**WHAT THE TASK ASKS**:
Answer these questions from the text on the Barrow shipyard below.
(a) Who founded the company in 1871?
(b) What name did the company take in 1927 after its merger with Armstrong Whitworth?
(c) In what month and year was the company floated on the London Stock Exchange?

**TEXT SECTION**:
•••

The company was founded in 1871 by James Ramsden as the Iron Shipbuilding Company, but its name was soon changed to Barrow Shipbuilding Company.

In 1897, Vickers & Sons bought the Barrow Shipbuilding Company and its subsidiary the Maxim Nordenfelt Guns and Ammunition Company, becoming Vickers, Sons and Maxim Limited. The shipyard at Barrow became the Naval Construction & Armaments Company. In 1911 the company was renamed Vickers Limited, and in 1927 became Vickers Armstrongs Limited after a merger with Armstrong Whitworth, whose shipyard at High Walker on the River Tyne became the "Naval Yard".

In 1955 the name of the shipbuilding division changed to Vickers Armstrongs Shipbuilders, Ltd and changed again in 1968 to Vickers Limited Shipbuilding Group.

The shipbuilding group was nationalised under the Aircraft and Shipbuilding Industries Act in 1977 and subsumed into British Shipbuilders.

The ex-Vickers yard at Barrow was the first shipyard of the British Shipbuilders group to return to the private sector. It was sold in March 1986 to an employee-led company, VSEL Consortium, which also included its Birkenhead-based subsidiary, Cammell Laird. The company was floated on the London Stock Exchange in December 1986.

In 1988, a mistake by senior management and changing shipbuilding methods meant that the Vickers shipyard in Barrow-in-Furness accidentally welded part of (a nuclear submarine) in an upside-down position.

•••

**EXCERPTED DATA**:
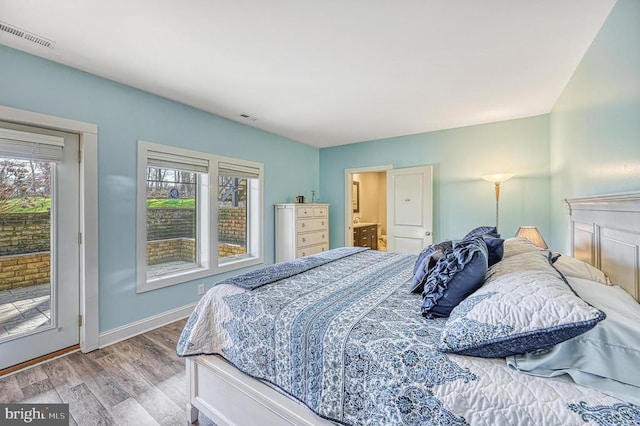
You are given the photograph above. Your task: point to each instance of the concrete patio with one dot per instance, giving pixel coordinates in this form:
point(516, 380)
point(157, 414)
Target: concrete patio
point(24, 309)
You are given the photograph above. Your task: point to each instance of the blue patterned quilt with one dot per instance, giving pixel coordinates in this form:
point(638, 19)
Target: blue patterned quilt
point(348, 340)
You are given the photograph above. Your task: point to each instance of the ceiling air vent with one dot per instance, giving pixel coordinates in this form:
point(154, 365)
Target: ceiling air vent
point(26, 35)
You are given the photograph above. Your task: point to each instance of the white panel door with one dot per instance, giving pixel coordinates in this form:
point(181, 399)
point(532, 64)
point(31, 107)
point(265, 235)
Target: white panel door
point(409, 209)
point(39, 299)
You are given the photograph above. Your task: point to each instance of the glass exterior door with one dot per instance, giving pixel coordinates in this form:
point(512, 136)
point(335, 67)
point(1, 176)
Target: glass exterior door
point(39, 266)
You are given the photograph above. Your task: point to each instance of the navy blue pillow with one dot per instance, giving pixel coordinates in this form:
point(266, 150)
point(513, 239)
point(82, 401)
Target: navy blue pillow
point(495, 245)
point(427, 259)
point(457, 274)
point(482, 230)
point(495, 248)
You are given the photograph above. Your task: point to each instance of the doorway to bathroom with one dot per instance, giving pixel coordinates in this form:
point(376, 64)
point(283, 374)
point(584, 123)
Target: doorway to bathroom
point(389, 209)
point(369, 209)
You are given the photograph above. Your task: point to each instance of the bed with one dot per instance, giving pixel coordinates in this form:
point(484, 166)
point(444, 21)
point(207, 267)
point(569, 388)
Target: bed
point(339, 339)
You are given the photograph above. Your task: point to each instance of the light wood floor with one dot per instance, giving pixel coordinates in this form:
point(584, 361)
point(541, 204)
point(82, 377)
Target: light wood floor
point(139, 381)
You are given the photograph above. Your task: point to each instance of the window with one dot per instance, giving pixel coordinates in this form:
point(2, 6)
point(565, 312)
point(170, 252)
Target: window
point(185, 231)
point(239, 212)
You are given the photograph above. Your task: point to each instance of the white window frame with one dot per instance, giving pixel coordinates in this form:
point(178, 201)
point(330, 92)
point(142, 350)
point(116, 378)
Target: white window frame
point(255, 244)
point(207, 227)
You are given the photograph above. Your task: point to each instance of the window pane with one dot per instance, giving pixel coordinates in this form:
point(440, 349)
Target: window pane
point(172, 244)
point(25, 246)
point(232, 217)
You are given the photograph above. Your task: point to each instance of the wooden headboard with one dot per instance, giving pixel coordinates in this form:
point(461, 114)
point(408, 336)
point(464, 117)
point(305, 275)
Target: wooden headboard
point(605, 232)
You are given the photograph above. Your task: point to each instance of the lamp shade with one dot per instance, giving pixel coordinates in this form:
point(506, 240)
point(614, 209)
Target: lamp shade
point(497, 178)
point(532, 234)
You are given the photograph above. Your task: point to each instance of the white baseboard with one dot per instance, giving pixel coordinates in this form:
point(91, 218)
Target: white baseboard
point(124, 332)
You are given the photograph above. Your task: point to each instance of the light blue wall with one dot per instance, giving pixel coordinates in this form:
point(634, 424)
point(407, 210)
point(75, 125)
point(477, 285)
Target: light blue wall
point(462, 200)
point(124, 115)
point(595, 125)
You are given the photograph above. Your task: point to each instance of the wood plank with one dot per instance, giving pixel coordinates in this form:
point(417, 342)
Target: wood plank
point(130, 413)
point(85, 407)
point(138, 381)
point(10, 391)
point(161, 407)
point(61, 373)
point(104, 386)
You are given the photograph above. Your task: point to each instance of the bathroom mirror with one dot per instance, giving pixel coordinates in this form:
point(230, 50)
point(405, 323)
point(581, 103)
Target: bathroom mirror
point(356, 197)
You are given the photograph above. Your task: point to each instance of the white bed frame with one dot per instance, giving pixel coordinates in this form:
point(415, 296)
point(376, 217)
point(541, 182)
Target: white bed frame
point(604, 231)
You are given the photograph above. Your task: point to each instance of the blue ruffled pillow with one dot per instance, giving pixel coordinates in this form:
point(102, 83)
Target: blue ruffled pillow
point(457, 274)
point(427, 259)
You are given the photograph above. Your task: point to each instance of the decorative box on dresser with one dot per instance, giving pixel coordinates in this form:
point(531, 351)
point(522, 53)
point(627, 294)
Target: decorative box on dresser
point(301, 230)
point(365, 235)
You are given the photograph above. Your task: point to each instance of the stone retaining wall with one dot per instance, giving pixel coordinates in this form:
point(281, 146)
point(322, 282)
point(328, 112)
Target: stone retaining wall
point(24, 270)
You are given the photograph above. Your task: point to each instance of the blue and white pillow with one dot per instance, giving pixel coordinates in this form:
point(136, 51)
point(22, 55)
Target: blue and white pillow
point(524, 305)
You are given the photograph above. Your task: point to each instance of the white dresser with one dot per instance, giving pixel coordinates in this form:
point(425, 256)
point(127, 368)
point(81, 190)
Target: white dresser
point(301, 230)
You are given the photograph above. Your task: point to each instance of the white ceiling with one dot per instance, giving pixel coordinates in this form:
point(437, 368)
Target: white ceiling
point(326, 72)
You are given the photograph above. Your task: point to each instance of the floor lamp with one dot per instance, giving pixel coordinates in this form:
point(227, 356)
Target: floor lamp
point(497, 179)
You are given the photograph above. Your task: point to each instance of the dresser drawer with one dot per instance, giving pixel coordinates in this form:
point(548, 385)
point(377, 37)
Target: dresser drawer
point(303, 225)
point(307, 251)
point(320, 211)
point(309, 239)
point(304, 212)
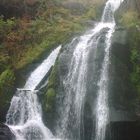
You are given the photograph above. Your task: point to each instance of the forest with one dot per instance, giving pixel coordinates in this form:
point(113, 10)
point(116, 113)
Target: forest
point(69, 69)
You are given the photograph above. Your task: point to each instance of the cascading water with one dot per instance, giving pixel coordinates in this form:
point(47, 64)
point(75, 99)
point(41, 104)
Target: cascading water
point(70, 123)
point(25, 115)
point(102, 109)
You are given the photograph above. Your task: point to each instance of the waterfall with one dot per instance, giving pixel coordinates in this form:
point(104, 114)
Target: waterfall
point(102, 109)
point(24, 116)
point(70, 123)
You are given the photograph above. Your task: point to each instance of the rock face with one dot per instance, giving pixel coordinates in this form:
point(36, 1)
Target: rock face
point(130, 4)
point(5, 133)
point(123, 130)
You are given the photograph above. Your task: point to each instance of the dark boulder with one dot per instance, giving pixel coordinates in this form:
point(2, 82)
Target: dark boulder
point(5, 133)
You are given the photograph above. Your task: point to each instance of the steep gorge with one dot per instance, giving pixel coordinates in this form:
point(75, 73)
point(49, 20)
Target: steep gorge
point(93, 90)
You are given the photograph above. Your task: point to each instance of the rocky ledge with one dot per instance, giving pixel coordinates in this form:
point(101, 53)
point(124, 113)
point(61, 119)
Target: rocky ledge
point(5, 133)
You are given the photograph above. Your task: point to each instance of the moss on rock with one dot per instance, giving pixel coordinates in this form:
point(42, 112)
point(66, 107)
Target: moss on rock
point(7, 80)
point(50, 99)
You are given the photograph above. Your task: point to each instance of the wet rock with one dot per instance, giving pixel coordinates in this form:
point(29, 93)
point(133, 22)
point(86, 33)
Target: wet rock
point(123, 130)
point(5, 133)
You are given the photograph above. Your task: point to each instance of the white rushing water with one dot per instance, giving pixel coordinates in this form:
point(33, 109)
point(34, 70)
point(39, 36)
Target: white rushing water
point(37, 75)
point(25, 114)
point(76, 79)
point(102, 109)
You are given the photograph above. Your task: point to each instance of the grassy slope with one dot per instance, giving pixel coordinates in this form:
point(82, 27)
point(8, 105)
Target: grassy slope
point(24, 39)
point(130, 19)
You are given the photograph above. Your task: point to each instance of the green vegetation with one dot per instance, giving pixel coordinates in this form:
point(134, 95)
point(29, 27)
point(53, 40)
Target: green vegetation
point(131, 21)
point(34, 30)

•••

**EXERCISE RESULT**:
(a) James Ramsden
(b) Vickers Armstrongs Limited
(c) December 1986